Exercise: Reproduce the entries below in full, replacing every occurrence of "whereabouts" with "location" and leaving all other text unchanged. Omit the pictures from your answer.

Source data:
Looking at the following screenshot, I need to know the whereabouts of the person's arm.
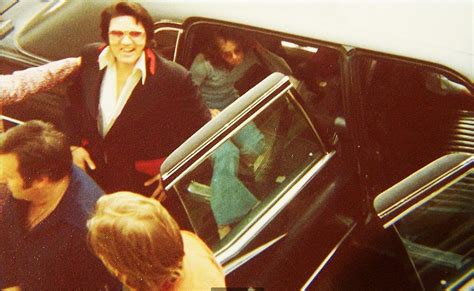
[0,206,20,291]
[0,58,81,105]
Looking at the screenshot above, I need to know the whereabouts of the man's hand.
[143,174,166,202]
[71,146,95,171]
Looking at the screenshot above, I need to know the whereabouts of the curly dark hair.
[100,2,155,47]
[202,29,250,68]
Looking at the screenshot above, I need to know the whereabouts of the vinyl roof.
[143,0,474,82]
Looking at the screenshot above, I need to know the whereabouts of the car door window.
[155,22,183,61]
[375,154,474,290]
[351,55,474,194]
[178,20,343,147]
[169,87,325,246]
[396,171,474,290]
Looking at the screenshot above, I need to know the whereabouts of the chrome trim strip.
[224,233,288,275]
[377,157,474,219]
[215,151,336,264]
[379,171,469,228]
[162,77,292,191]
[300,223,357,290]
[0,114,24,124]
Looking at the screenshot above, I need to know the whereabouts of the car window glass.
[155,28,181,61]
[175,92,323,246]
[396,171,474,290]
[182,22,342,146]
[355,57,474,194]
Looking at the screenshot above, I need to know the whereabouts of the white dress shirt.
[98,47,146,137]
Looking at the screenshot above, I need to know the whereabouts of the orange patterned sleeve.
[0,58,81,106]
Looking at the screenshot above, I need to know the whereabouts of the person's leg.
[211,141,258,230]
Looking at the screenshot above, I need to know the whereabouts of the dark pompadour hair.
[100,2,155,47]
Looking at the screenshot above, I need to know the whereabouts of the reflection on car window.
[175,93,323,245]
[396,171,474,290]
[183,23,343,146]
[155,28,180,61]
[356,57,474,194]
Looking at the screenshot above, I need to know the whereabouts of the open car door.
[161,73,357,289]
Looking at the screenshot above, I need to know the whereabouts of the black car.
[0,1,474,290]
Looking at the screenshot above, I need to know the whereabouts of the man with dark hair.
[0,121,119,290]
[69,2,210,195]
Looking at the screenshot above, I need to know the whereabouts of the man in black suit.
[66,2,210,195]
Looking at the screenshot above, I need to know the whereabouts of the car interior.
[175,92,323,246]
[357,57,474,193]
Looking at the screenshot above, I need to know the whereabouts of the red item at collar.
[145,48,156,75]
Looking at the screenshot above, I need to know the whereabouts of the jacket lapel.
[82,64,105,122]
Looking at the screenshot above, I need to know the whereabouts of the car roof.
[142,0,474,82]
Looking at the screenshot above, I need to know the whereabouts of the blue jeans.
[211,122,265,225]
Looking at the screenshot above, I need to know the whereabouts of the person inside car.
[0,121,121,290]
[67,2,210,195]
[87,192,225,290]
[190,30,291,238]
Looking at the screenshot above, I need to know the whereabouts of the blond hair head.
[87,192,184,290]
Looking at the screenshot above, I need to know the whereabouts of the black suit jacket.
[68,44,211,192]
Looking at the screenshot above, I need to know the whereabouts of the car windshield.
[17,1,105,60]
[396,170,474,290]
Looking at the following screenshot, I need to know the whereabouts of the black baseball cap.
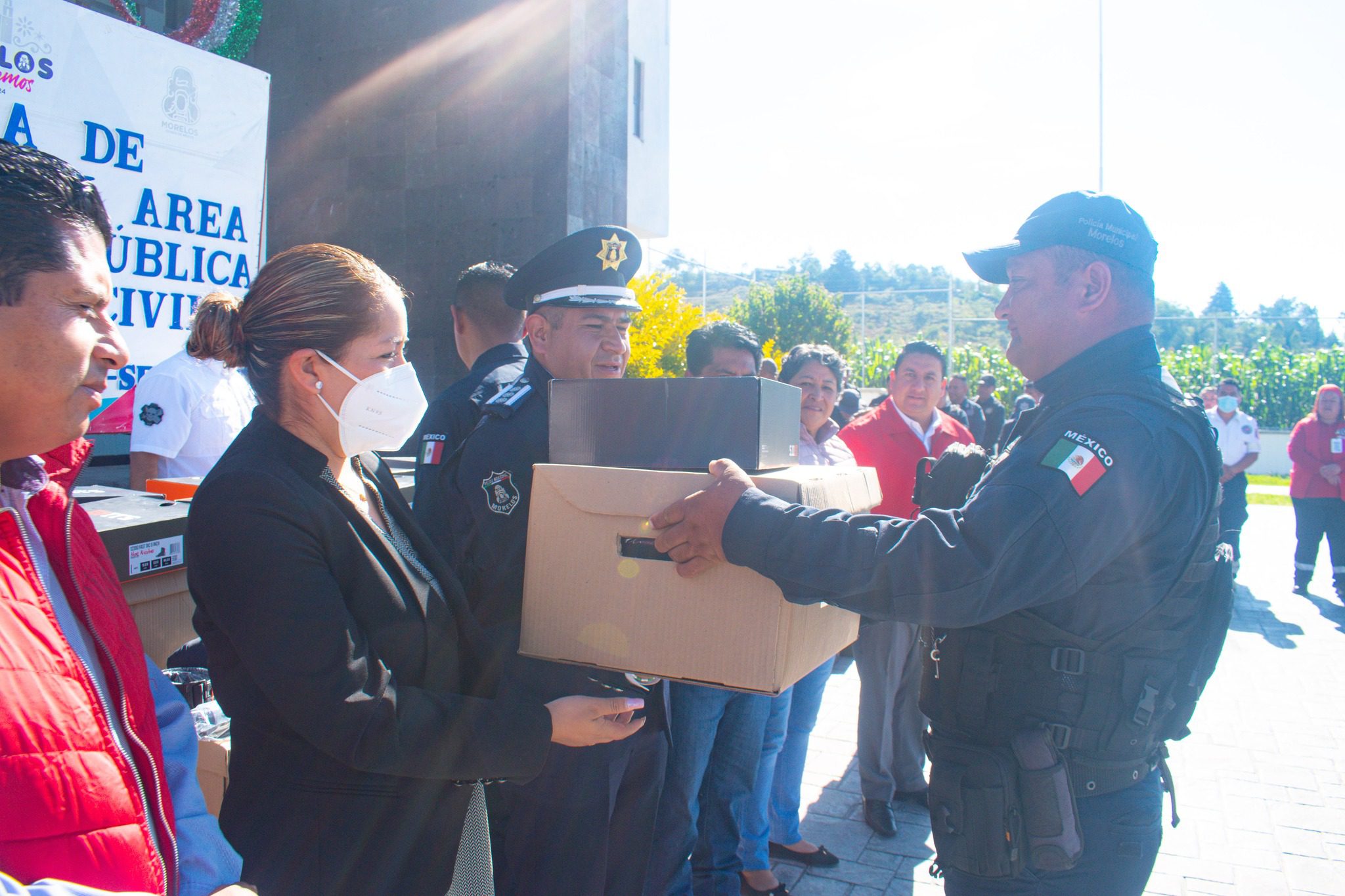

Output:
Looking at the following screenshot, I need to know the location of the person's arm.
[0,206,20,291]
[0,58,81,105]
Looking at the screenshot above, I need to know the location of the man's hand.
[143,174,166,202]
[71,146,95,171]
Looking at the screenshot above, I need to know the location of the curly dark hair.
[100,2,155,47]
[202,29,250,68]
Looking at the screenshot above, I need to know the location of the vinyl roof.
[143,0,474,82]
Looking at the screenshot above, I need to know the location of the car door window.
[155,22,183,61]
[375,154,474,290]
[351,55,474,194]
[178,20,343,147]
[169,87,325,246]
[396,171,474,290]
Looking at the screenshot above, I need to know the location of the chrome trim strip.
[224,233,288,275]
[377,157,474,219]
[215,151,336,264]
[379,171,469,228]
[162,77,292,191]
[300,223,357,290]
[0,114,24,124]
Looking at the screenshot above, I need to know the location of the car window glass.
[155,28,181,61]
[175,92,323,246]
[396,171,474,290]
[182,22,342,146]
[355,57,474,194]
Looking at the screenshot above, I need to know the location of the white dress shirt.
[98,47,146,137]
Looking at the screenshot above, I need to know the location of the orange patterned sleeve.
[0,58,81,106]
Looking at the screenshot above, I need to know the location of the person's leg.
[211,141,258,230]
Looking at the screenshot above, I need to know the location of the dark pompadour hair.
[100,2,155,47]
Looking at the screenshot above, I need to know the location of the reflection on car window.
[175,93,323,245]
[396,171,474,290]
[183,23,343,146]
[155,28,180,61]
[356,57,474,194]
Looking at the screenshot above, I need to know the location of the open car door.
[161,73,357,289]
Looking at the screenshot above, I need to know the location of the black car.
[0,1,474,290]
Looking at the screenshot above, I need to know the location of the man with dark hair.
[0,121,119,290]
[69,2,210,195]
Looking at the screenshot above, I need to know the location of the man in black suit.
[66,2,210,195]
Looking at the screenshot above, I need to know the location of the car interior.
[175,92,323,246]
[357,57,474,193]
Looking at the screenshot above, I need to know the location of the red item at collar.
[145,48,156,75]
Looking at the screenshot above, I need to know the location of the jacket lapel.
[82,64,105,122]
Looking at the screenshot above, I need to know the location of the car roof.
[142,0,474,82]
Looking at the screenshot above, I need to know the location of the blue jeans.
[211,122,265,225]
Looking at the screenshot above, I need to know the location of the person inside car.
[0,121,121,290]
[67,2,210,195]
[87,192,225,290]
[190,30,291,238]
Looking at the screenshot above, I need to know the location of the blond hair head.
[87,192,184,290]
Looking at the screenshot above, I need to know the location of the black suit jacket.
[68,44,211,192]
Looking at the screenshot above, I need to know the location of the car windshield.
[17,1,105,60]
[396,170,474,290]
Looking at the following screenshot, I need to know the location of the black baseball cap.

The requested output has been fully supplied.